* [INSTRUÇÕES DE TRABALHO]:
Imprima sem alterações o trecho do texto sobre o governo PSD/CDS que vai de "O ponto em que" até "nada de bom.", inclusive.

* [TEXTO PARA ANÁLISE]:
◇ ◇ ◇ ◇ ◇
30 agosto 2011

O ponto em que estamos




1.Numa perspectiva mais geral, o governo PSD/CDS saído das últimas eleições já demonstrou a sua postura. A corporação é raínha, tudo pela empresa, nada contra a empresa, co-adjuvada pelo seu grande aliado, os números. O contribuinte serve apenas para gerar cada vez mais verbas para salvar o país de uma crise que este não criou e para proteger os que a criaram. Os jogos linguísticos são fenomenais: por um lado, só se fala de mercado mas o consumidor cada vez tem menos dinheiro para consumir, mesmo o que é de primeira necessidade; por outro, fala-se muito em reformas, mas essas reformas são sempre no sentido do retrocesso, não do progresso. Uma pura agenda neo-liberal, cuja eficácia até ao momento foi nula e que, tendo em conta os excessos que redundaram na crise mundial de 2008, não augura nada de bom.
◇ ◇ ◇ ◇ ◇
* [DADOS DE ENTRADA]:
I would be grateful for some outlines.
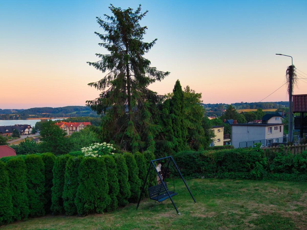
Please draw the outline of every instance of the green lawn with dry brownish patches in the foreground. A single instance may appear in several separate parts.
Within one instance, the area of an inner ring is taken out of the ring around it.
[[[3,229],[307,229],[305,182],[192,179],[175,180],[174,202],[150,199],[114,212],[85,217],[45,216]]]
◇ ◇ ◇ ◇ ◇
* [CAIXA DE RESPOSTA]:
O ponto em que estamos




1.Numa perspectiva mais geral, o governo PSD/CDS saído das últimas eleições já demonstrou a sua postura. A corporação é raínha, tudo pela empresa, nada contra a empresa, co-adjuvada pelo seu grande aliado, os números. O contribuinte serve apenas para gerar cada vez mais verbas para salvar o país de uma crise que este não criou e para proteger os que a criaram. Os jogos linguísticos são fenomenais: por um lado, só se fala de mercado mas o consumidor cada vez tem menos dinheiro para consumir, mesmo o que é de primeira necessidade; por outro, fala-se muito em reformas, mas essas reformas são sempre no sentido do retrocesso, não do progresso. Uma pura agenda neo-liberal, cuja eficácia até ao momento foi nula e que, tendo em conta os excessos que redundaram na crise mundial de 2008, não augura nada de bom.